Dataset excerpt:
----------------------------------------

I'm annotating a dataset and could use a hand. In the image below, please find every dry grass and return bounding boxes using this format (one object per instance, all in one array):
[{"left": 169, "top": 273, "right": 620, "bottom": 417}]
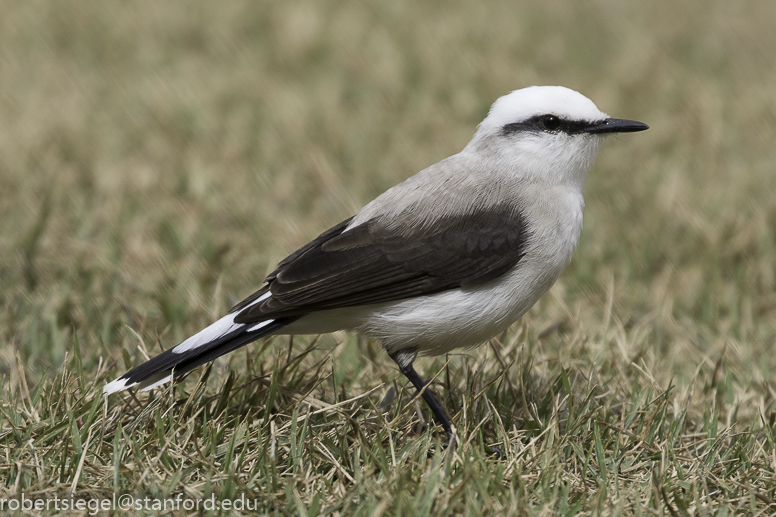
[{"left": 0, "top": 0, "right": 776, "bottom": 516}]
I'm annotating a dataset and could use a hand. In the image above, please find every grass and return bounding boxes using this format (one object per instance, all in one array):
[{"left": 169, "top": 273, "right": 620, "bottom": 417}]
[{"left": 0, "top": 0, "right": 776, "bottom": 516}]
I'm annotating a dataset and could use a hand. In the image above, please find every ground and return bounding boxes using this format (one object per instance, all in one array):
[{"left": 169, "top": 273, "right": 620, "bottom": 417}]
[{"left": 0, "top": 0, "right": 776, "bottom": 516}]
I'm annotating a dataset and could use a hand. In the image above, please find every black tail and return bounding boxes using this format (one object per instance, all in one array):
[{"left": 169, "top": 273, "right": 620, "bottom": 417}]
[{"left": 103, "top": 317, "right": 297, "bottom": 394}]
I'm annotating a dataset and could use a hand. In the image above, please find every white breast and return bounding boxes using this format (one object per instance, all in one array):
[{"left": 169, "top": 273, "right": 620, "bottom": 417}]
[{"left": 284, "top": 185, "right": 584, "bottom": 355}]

----------------------------------------

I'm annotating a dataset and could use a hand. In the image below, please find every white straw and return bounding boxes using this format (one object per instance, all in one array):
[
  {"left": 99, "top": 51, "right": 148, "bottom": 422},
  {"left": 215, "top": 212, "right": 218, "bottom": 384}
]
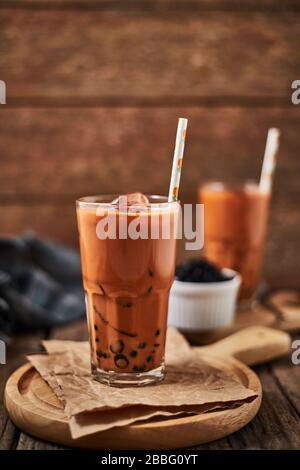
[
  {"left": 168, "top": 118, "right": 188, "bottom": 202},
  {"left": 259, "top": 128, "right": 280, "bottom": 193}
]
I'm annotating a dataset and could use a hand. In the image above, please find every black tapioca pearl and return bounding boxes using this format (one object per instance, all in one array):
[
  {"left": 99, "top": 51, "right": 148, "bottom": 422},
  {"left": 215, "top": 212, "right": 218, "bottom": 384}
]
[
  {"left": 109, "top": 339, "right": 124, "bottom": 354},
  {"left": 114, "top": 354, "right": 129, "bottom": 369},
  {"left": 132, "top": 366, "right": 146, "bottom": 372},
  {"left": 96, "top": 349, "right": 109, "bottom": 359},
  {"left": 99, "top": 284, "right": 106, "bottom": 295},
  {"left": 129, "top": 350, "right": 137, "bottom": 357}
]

----------------------------------------

Given instruction: Find each line in the material above that contains the word "this", and copy those lines out in full.

Solved exercise:
I'm annotating a dataset and could use a hand. In the image below, please find every dry grass and return bounding boxes using this format (one object per instance, all in one array):
I'm annotating a dataset and could use a hand. In the image above, please find every grass and return bounding boxes using this format (one object per instance, all in one array):
I'm annotating a dataset and could use a hand. In the image above, please find every ground and return bounding boxes using this format (one object per instance, all in one array):
I'm annotating a dataset and could use a hand. In the image above, please find every black tail and return bounding boxes using this format (one object per instance, all in one array):
I'm annotating a dataset and could use a hand. In the image above, please find every white breast and return bounding boxes using this format (one object per instance, all in one array):
I'm annotating a dataset and could use a hand. In the image below, please find every white straw and return bounding boxes using this format (one object per instance, all in one array):
I'm annotating a dataset and could use a hand. In the image above, please find every black tapioca pearl and return bounding boxes using this format (one object per instance, all in one array):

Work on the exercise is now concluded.